:: Coordinate annotation entries ::
╔══
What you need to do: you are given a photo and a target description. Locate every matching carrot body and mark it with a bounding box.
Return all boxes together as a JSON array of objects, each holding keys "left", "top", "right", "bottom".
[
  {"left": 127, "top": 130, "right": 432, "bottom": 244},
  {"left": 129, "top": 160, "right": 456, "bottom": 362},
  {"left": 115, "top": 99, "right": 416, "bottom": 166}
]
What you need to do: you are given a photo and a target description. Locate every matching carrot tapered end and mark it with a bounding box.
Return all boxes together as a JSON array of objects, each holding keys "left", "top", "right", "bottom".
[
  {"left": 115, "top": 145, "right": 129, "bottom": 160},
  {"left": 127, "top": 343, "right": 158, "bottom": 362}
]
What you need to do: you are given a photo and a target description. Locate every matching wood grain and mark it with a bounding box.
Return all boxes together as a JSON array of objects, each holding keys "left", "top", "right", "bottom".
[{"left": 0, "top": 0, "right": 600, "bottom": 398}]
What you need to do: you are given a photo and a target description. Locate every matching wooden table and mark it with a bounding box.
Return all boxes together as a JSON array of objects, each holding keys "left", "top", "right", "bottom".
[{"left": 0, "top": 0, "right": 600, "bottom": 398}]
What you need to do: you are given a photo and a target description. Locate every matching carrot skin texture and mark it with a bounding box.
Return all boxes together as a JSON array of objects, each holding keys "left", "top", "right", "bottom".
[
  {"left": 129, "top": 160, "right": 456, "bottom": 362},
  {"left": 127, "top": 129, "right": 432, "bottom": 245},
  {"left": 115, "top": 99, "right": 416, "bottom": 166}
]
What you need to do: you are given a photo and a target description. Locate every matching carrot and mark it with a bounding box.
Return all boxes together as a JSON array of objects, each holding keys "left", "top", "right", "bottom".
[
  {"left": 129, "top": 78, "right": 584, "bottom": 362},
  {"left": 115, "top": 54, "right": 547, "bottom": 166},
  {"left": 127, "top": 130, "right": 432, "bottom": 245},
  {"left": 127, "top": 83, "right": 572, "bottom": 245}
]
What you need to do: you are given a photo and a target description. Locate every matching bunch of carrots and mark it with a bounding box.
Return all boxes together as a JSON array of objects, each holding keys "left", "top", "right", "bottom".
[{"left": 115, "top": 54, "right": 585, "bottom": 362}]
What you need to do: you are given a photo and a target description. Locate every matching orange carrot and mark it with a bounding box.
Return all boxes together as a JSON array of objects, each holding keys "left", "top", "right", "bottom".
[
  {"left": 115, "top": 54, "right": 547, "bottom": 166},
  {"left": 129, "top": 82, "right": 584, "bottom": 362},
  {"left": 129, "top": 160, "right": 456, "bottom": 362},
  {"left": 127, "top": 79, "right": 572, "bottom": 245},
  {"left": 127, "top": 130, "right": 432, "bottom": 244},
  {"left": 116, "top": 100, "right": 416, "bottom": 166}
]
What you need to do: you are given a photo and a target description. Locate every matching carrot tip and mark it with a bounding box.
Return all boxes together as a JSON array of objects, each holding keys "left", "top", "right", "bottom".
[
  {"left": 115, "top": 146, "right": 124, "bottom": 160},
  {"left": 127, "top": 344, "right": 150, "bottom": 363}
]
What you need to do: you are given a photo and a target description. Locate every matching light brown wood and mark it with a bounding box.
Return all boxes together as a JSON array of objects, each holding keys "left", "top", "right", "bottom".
╚══
Reproduce the items verbatim, from the line containing "carrots and mark it with a bounding box." through the end of the items.

What you need to do: you are given a photo and a target description. Locate every matching bunch of carrots and mark it with a bounding box.
Return all boxes together as a JSON array of objects, each holding keys "left", "top", "right", "bottom".
[{"left": 115, "top": 54, "right": 585, "bottom": 362}]
What you need to do: you are given a photo and a target description. Locate every matching orange carrot and mark it with a bounding box.
Return all boxes together as a JSON array of objects, each holding keys "left", "top", "right", "bottom".
[
  {"left": 115, "top": 54, "right": 547, "bottom": 166},
  {"left": 129, "top": 82, "right": 584, "bottom": 362},
  {"left": 129, "top": 160, "right": 456, "bottom": 362},
  {"left": 127, "top": 79, "right": 572, "bottom": 245},
  {"left": 127, "top": 130, "right": 432, "bottom": 244},
  {"left": 116, "top": 100, "right": 416, "bottom": 166}
]
What you need to do: you are given a photo and a target description. Locate every matching carrot tip and mark it with a bounding box.
Return all boxes together as a JSON array of objects, each holding keys "left", "top", "right", "bottom".
[
  {"left": 115, "top": 146, "right": 124, "bottom": 160},
  {"left": 127, "top": 344, "right": 150, "bottom": 363}
]
What you need to do: you are given a photo and a target description. Locate every matching light brown wood and mark it with a bounding box.
Return all boxes together as a JSON array of objects, each holding keys "left", "top", "right", "bottom".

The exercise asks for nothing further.